- **Task goal**: The number of lines below holding the string "instances" is the only answer wanted.

---- Data

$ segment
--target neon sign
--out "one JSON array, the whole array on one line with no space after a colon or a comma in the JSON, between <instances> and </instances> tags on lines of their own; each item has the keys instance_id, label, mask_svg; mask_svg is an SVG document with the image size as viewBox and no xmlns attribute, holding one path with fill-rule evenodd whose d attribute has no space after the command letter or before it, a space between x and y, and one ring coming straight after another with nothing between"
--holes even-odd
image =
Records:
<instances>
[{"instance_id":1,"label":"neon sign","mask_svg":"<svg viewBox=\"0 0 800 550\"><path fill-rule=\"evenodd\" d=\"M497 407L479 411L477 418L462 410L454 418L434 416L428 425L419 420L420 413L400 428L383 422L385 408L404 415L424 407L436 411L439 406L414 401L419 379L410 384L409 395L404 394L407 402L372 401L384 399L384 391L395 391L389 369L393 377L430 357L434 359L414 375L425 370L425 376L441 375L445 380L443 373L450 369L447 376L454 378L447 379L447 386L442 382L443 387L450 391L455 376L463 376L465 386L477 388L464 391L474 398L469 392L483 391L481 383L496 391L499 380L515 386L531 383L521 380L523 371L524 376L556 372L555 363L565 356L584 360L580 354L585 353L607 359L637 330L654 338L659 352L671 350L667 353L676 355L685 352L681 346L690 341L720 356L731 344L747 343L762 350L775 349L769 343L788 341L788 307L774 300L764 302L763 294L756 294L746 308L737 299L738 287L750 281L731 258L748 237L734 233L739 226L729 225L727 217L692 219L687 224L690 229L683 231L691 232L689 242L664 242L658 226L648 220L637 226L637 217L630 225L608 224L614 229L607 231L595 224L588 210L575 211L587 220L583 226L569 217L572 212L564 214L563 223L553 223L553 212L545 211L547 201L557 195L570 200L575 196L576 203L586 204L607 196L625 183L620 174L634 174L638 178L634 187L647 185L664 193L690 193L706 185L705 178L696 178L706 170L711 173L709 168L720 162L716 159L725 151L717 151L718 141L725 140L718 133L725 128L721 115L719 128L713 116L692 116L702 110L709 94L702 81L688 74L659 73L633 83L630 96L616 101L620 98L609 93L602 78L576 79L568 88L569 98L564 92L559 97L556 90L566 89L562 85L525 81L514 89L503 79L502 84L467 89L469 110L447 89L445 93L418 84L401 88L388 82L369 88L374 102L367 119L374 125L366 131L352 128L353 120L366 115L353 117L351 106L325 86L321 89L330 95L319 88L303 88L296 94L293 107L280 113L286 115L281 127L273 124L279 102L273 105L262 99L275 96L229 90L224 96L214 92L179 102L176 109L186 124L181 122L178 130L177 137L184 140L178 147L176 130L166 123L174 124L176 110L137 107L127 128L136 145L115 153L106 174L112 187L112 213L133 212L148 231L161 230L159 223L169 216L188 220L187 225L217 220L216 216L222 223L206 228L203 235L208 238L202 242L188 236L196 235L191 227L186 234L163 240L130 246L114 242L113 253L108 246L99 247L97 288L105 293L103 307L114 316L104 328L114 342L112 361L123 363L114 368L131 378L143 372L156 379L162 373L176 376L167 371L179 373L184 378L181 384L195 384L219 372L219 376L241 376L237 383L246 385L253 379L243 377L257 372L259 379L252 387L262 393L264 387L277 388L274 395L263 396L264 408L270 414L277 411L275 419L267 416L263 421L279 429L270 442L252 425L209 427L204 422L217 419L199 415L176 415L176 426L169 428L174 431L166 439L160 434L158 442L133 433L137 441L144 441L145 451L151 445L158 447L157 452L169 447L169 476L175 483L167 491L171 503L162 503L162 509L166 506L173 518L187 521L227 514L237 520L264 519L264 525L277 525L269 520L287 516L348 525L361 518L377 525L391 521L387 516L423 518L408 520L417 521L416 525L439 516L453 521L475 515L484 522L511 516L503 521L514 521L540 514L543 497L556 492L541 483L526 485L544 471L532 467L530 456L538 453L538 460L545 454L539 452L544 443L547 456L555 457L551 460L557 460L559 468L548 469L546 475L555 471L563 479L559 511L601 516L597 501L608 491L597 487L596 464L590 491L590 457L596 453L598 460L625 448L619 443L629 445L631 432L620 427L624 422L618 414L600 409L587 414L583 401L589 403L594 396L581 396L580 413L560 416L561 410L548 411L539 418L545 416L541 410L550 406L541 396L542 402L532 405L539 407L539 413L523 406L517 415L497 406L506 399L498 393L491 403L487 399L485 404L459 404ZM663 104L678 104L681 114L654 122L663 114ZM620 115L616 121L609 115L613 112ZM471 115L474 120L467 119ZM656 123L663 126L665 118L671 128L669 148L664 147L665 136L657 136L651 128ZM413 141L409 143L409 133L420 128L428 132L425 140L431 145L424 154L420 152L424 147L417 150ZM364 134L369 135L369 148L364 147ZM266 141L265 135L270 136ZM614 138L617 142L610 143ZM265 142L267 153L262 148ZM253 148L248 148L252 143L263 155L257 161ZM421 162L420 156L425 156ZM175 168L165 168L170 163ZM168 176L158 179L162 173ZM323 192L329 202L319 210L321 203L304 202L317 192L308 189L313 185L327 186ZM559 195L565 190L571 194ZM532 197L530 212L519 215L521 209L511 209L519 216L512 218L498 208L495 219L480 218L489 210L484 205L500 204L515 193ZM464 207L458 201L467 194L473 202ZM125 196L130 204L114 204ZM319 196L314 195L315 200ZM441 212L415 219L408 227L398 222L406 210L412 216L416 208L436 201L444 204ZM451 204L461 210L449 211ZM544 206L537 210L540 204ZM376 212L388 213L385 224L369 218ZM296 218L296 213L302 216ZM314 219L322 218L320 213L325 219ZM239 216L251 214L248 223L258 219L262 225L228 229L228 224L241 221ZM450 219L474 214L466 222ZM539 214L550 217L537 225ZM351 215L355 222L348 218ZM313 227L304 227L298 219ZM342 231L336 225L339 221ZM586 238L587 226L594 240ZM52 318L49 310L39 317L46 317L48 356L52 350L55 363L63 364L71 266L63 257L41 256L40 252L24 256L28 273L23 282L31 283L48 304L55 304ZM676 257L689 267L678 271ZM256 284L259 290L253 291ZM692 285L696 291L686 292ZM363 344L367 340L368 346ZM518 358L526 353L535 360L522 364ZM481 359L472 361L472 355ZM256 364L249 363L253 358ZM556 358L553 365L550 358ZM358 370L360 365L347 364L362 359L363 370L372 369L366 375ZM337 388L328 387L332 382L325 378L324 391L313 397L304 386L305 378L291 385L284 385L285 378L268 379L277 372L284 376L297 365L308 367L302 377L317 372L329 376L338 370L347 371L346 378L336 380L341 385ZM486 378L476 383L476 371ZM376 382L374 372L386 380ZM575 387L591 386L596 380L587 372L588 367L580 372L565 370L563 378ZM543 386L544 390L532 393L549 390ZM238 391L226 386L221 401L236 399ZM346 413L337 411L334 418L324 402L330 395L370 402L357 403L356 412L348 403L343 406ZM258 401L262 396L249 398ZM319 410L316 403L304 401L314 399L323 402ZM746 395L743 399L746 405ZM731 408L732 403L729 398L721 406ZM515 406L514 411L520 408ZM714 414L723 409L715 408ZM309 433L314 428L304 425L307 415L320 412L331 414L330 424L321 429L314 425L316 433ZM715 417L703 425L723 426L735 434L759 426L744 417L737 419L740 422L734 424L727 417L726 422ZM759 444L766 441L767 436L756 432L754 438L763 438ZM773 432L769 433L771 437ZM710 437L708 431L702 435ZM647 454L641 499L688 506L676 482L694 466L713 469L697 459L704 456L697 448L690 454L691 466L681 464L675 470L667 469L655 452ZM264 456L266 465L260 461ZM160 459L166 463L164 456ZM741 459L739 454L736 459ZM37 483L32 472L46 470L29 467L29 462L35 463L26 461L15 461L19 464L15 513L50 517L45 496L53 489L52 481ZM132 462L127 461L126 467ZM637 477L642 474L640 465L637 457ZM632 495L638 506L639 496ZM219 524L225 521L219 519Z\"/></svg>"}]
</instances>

--------

- **Solution for this task**: 3